◆ **SET TASK**
Pick out every line of the entries below that holds the word "dark", and copy each one in full. Case counts.

▬▬▬▬▬▬▬▬▬▬

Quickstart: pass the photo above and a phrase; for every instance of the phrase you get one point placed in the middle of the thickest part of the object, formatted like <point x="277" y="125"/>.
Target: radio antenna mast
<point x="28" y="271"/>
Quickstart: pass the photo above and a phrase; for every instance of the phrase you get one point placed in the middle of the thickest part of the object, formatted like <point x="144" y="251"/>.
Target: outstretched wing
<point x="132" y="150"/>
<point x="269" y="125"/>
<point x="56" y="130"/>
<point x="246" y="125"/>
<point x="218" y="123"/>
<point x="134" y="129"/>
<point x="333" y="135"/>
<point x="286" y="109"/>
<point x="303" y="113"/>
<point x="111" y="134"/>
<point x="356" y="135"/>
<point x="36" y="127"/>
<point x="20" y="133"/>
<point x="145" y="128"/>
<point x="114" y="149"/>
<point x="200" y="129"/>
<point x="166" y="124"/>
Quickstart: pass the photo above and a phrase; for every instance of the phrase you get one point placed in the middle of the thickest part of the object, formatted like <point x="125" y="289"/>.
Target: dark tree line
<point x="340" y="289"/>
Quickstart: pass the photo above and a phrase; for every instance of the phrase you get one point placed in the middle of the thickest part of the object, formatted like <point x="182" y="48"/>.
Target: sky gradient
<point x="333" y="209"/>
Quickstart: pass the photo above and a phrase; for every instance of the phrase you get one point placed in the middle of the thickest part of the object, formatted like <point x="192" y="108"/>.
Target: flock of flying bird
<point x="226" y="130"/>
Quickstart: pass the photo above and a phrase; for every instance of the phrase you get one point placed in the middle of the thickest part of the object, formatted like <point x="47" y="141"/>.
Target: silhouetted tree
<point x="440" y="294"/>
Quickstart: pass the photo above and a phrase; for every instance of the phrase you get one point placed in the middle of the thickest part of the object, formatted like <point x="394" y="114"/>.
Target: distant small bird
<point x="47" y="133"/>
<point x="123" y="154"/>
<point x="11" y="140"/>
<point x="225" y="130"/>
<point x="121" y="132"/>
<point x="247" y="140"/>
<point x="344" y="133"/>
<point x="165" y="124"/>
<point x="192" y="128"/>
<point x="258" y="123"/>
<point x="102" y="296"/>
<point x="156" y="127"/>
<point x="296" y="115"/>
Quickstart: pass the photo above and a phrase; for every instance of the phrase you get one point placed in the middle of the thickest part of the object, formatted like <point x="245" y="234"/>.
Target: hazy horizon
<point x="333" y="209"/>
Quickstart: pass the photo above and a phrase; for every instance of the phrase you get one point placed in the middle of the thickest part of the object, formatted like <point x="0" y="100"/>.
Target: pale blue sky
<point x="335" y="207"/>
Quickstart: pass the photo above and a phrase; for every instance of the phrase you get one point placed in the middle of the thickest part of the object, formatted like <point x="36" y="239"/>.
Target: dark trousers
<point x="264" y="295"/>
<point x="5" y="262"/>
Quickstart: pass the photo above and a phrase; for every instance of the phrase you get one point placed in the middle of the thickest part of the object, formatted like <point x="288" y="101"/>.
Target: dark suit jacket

▬▬▬▬▬▬▬▬▬▬

◆ **THE ANSWER**
Target: dark tree line
Target: dark trousers
Target: dark suit jacket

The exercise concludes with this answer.